→ Task
No pictures, everything else exact: set down the entries in full.

*** Block opens ***

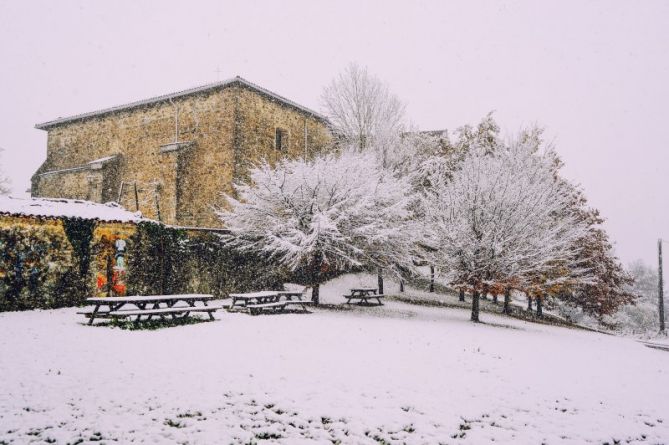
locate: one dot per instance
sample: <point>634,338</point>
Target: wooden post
<point>507,301</point>
<point>136,197</point>
<point>120,193</point>
<point>431,278</point>
<point>660,286</point>
<point>315,293</point>
<point>157,198</point>
<point>110,275</point>
<point>475,306</point>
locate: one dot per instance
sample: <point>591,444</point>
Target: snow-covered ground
<point>392,374</point>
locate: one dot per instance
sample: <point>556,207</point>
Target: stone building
<point>173,157</point>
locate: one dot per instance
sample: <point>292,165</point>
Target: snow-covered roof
<point>68,208</point>
<point>226,83</point>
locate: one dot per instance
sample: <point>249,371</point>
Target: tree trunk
<point>507,301</point>
<point>315,294</point>
<point>431,278</point>
<point>475,306</point>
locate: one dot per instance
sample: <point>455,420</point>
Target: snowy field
<point>392,374</point>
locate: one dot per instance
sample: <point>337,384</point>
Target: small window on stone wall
<point>281,139</point>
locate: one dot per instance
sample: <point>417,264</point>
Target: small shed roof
<point>66,208</point>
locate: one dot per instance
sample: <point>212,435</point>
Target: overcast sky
<point>595,74</point>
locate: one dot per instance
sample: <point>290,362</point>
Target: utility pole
<point>660,285</point>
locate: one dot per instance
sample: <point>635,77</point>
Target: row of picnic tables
<point>181,306</point>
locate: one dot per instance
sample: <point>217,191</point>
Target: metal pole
<point>660,285</point>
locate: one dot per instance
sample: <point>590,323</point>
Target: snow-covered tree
<point>502,216</point>
<point>362,110</point>
<point>332,213</point>
<point>641,316</point>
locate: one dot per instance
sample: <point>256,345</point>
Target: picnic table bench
<point>149,306</point>
<point>363,295</point>
<point>275,301</point>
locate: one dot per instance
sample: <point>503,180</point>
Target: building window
<point>281,139</point>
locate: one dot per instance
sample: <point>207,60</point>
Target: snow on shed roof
<point>68,208</point>
<point>212,86</point>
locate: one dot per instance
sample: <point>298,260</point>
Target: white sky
<point>595,74</point>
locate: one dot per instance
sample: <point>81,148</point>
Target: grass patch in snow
<point>151,325</point>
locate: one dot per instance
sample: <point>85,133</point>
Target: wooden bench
<point>172,311</point>
<point>276,301</point>
<point>257,308</point>
<point>149,306</point>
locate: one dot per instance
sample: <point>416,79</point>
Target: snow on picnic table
<point>396,373</point>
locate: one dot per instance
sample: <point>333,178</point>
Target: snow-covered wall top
<point>68,208</point>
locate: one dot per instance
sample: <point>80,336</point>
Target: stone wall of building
<point>221,133</point>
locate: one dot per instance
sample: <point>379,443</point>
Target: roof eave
<point>167,97</point>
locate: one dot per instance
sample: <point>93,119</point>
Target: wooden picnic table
<point>149,306</point>
<point>364,294</point>
<point>256,302</point>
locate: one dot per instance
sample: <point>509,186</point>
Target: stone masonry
<point>175,156</point>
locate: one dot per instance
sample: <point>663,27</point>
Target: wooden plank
<point>251,295</point>
<point>262,305</point>
<point>171,310</point>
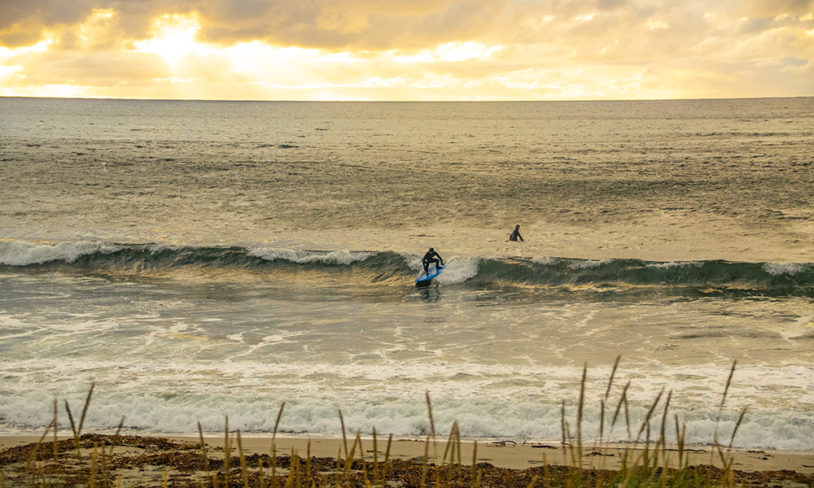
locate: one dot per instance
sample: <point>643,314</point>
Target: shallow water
<point>203,259</point>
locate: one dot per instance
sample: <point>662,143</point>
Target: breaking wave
<point>628,276</point>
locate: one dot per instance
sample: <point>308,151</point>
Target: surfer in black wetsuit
<point>516,233</point>
<point>431,257</point>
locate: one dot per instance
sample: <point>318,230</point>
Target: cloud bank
<point>419,50</point>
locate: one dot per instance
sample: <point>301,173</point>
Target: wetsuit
<point>431,257</point>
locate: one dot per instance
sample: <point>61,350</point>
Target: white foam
<point>22,253</point>
<point>776,269</point>
<point>458,270</point>
<point>303,257</point>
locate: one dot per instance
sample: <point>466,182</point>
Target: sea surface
<point>196,260</point>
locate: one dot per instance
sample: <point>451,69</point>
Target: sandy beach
<point>149,461</point>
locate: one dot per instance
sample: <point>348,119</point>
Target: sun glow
<point>173,38</point>
<point>283,50</point>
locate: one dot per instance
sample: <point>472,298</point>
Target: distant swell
<point>628,276</point>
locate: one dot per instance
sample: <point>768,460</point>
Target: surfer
<point>516,233</point>
<point>431,257</point>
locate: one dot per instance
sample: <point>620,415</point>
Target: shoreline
<point>499,453</point>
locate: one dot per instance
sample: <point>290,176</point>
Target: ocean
<point>199,259</point>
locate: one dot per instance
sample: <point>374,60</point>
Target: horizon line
<point>136,99</point>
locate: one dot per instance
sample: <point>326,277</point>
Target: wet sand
<point>179,461</point>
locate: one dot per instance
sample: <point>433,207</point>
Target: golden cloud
<point>426,49</point>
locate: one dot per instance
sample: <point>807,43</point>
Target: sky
<point>407,49</point>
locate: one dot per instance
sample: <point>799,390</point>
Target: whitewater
<point>197,260</point>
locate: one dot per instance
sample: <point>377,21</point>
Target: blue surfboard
<point>424,279</point>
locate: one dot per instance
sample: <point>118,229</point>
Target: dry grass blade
<point>429,410</point>
<point>613,373</point>
<point>580,407</point>
<point>344,435</point>
<point>277,422</point>
<point>562,423</point>
<point>243,467</point>
<point>85,409</point>
<point>619,405</point>
<point>203,447</point>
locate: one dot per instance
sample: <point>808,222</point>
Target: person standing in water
<point>431,257</point>
<point>516,233</point>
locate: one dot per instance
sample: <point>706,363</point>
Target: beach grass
<point>95,460</point>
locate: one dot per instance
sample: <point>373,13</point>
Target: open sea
<point>202,259</point>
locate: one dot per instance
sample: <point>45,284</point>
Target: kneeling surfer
<point>431,257</point>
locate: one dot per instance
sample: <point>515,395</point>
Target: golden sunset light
<point>423,50</point>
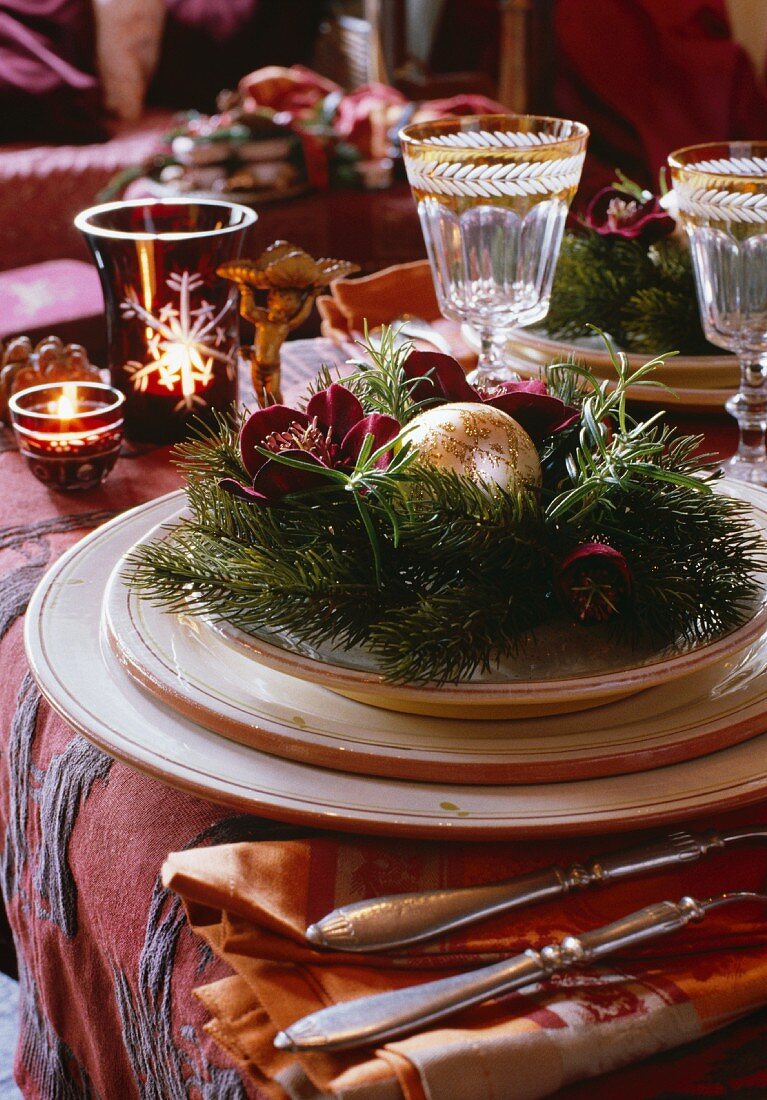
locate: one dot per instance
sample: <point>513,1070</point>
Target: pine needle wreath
<point>439,576</point>
<point>625,273</point>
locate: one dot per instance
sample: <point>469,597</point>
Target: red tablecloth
<point>106,960</point>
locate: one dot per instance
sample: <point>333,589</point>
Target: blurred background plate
<point>530,349</point>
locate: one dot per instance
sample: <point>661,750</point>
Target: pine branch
<point>645,298</point>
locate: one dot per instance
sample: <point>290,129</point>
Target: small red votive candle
<point>69,432</point>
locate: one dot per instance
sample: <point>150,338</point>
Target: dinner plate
<point>566,668</point>
<point>696,383</point>
<point>190,668</point>
<point>89,689</point>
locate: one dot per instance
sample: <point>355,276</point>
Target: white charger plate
<point>190,668</point>
<point>696,383</point>
<point>89,689</point>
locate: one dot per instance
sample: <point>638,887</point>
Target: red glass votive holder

*** Block closes ***

→ Exercise solution
locate: one dot per instance
sample: <point>634,338</point>
Target: wooden post
<point>507,301</point>
<point>136,197</point>
<point>120,193</point>
<point>431,278</point>
<point>660,286</point>
<point>315,293</point>
<point>157,198</point>
<point>110,275</point>
<point>475,306</point>
locate: one dot per instance
sample: <point>591,444</point>
Target: snow-covered ground
<point>392,374</point>
locate: one dot per instance
sample: <point>556,207</point>
Target: stone building
<point>173,157</point>
locate: one dot per instance
sample: <point>292,165</point>
Target: snow-covered roof
<point>68,208</point>
<point>226,83</point>
locate: one dot per instance
sample: <point>249,371</point>
Target: tree trunk
<point>507,301</point>
<point>315,294</point>
<point>431,278</point>
<point>475,306</point>
locate: one dot per instance
sample: <point>455,420</point>
Target: snowy field
<point>392,374</point>
locate: one dot per instance
sample: <point>337,384</point>
Target: small window on stone wall
<point>281,139</point>
locate: one dot per instance
sample: <point>417,264</point>
Target: small shed roof
<point>66,208</point>
locate: one dot per instance
sample: <point>212,435</point>
Target: overcast sky
<point>595,74</point>
locate: one dot per instance
sample: <point>290,362</point>
Target: utility pole
<point>660,285</point>
locate: one dot per instance
sample: <point>635,77</point>
Target: row of picnic tables
<point>181,306</point>
locate: one dot per instance
sample: <point>217,191</point>
Target: metal pole
<point>660,285</point>
locate: one dot per instance
sample: <point>590,323</point>
Target: snow-covered tree
<point>502,216</point>
<point>362,110</point>
<point>332,213</point>
<point>641,316</point>
locate: one dot per instance
sample: <point>256,345</point>
Target: picnic table bench
<point>149,306</point>
<point>363,295</point>
<point>275,301</point>
locate: one dot per instance
sample: <point>503,180</point>
Target: building window
<point>281,139</point>
locate: one dot per instance
sample: <point>207,60</point>
Target: snow on shed roof
<point>68,208</point>
<point>212,86</point>
locate: one dot per instance
sample: <point>298,260</point>
Target: white sky
<point>595,74</point>
locate: one dot per instance
sample: <point>81,148</point>
Target: grass patch in snow
<point>151,325</point>
locate: one dot per instance
sample: <point>85,133</point>
Target: wooden bench
<point>172,311</point>
<point>276,301</point>
<point>257,308</point>
<point>149,306</point>
locate: one dot per instance
sample: <point>416,79</point>
Target: snow on picnic table
<point>396,373</point>
locate: one dot per instance
sample: <point>333,178</point>
Target: snow-covered wall top
<point>68,208</point>
locate: one dot per instance
sample: <point>80,336</point>
Target: stone wall of building
<point>221,133</point>
locate: one dot per instance
sample: <point>379,443</point>
Target: roof eave
<point>167,97</point>
locate: one dot per instance
sample: <point>93,119</point>
Target: wooden picnic table
<point>149,306</point>
<point>364,294</point>
<point>256,302</point>
locate: one dot per instance
sample: <point>509,186</point>
Target: stone masonry
<point>175,156</point>
locate: one dot per instance
sample: <point>663,27</point>
Target: wooden plank
<point>251,295</point>
<point>262,305</point>
<point>171,310</point>
locate: one dot per instance
sample: <point>643,314</point>
Target: shallow water
<point>203,259</point>
locate: one dot per instance
sample: <point>662,143</point>
Target: breaking wave
<point>628,276</point>
locate: one dot per instance
sample: <point>308,151</point>
Target: surfer in black wetsuit
<point>516,233</point>
<point>431,257</point>
locate: one dot per instance
sample: <point>318,230</point>
Target: cloud bank
<point>419,50</point>
locate: one dot per instance
sample: <point>301,173</point>
Target: wetsuit
<point>431,257</point>
locate: one dot per instance
sample: <point>61,350</point>
Target: white foam
<point>22,253</point>
<point>776,269</point>
<point>458,270</point>
<point>303,257</point>
locate: one dot per instance
sample: <point>466,182</point>
Target: sea surface
<point>196,260</point>
locate: one dot per instance
sample: <point>451,69</point>
Target: sandy beach
<point>149,461</point>
locate: one dot per instance
sample: <point>348,119</point>
Target: sun glow
<point>173,38</point>
<point>283,50</point>
locate: one dot per instance
sample: <point>472,298</point>
Target: distant swell
<point>628,276</point>
locate: one dot per instance
sample: <point>768,460</point>
Target: surfer
<point>516,233</point>
<point>431,257</point>
locate: one dot per instance
sample: <point>620,415</point>
Target: shoreline
<point>499,453</point>
locate: one dot per instance
sample: <point>290,176</point>
Target: ocean
<point>199,259</point>
locate: one dot per instance
sample: <point>374,60</point>
Target: horizon line
<point>136,99</point>
locate: one dot per instance
sample: <point>326,277</point>
Target: wet sand
<point>179,461</point>
locate: one dot per instance
sample: <point>433,207</point>
Target: golden cloud
<point>426,49</point>
locate: one dot per instance
sample: <point>807,43</point>
Target: sky
<point>407,49</point>
locate: one dot per instance
sample: <point>799,390</point>
Target: whitewater
<point>197,260</point>
locate: one dot per instance
sample: <point>377,21</point>
Target: blue surfboard
<point>424,279</point>
locate: one dot per instance
sample: <point>118,229</point>
Target: dry grass blade
<point>429,410</point>
<point>613,373</point>
<point>580,407</point>
<point>344,435</point>
<point>277,422</point>
<point>562,423</point>
<point>243,467</point>
<point>85,409</point>
<point>619,405</point>
<point>203,447</point>
locate: one dot per instance
sample: <point>808,222</point>
Target: person standing in water
<point>431,257</point>
<point>516,233</point>
locate: one dot per instance
sample: <point>706,363</point>
Target: beach grass
<point>95,460</point>
locate: one dot per instance
sample: <point>373,13</point>
Target: open sea
<point>202,259</point>
locate: one dot per instance
sample: <point>45,284</point>
Target: kneeling surfer
<point>431,257</point>
locate: one dot per instance
sample: <point>515,395</point>
Target: golden sunset light
<point>423,50</point>
locate: one dot per instance
sample: <point>513,1070</point>
Target: pine needle wreath
<point>439,576</point>
<point>625,273</point>
locate: one dot per instance
sample: <point>469,597</point>
Target: red tablecloth
<point>106,960</point>
locate: one dot per instance
sample: <point>333,589</point>
Target: blurred background plate
<point>530,349</point>
locate: one dot per instance
sample: <point>661,750</point>
Target: pine branch
<point>645,298</point>
locate: one dot per instance
sample: <point>290,129</point>
Target: small red votive candle
<point>69,432</point>
locate: one dot per instance
sample: <point>150,338</point>
Target: dinner plate
<point>566,668</point>
<point>696,383</point>
<point>190,668</point>
<point>89,689</point>
locate: one dot per instance
sample: <point>355,276</point>
Target: white charger plate
<point>190,668</point>
<point>696,383</point>
<point>89,689</point>
locate: one dot per instance
sample: <point>638,887</point>
Target: red glass votive holder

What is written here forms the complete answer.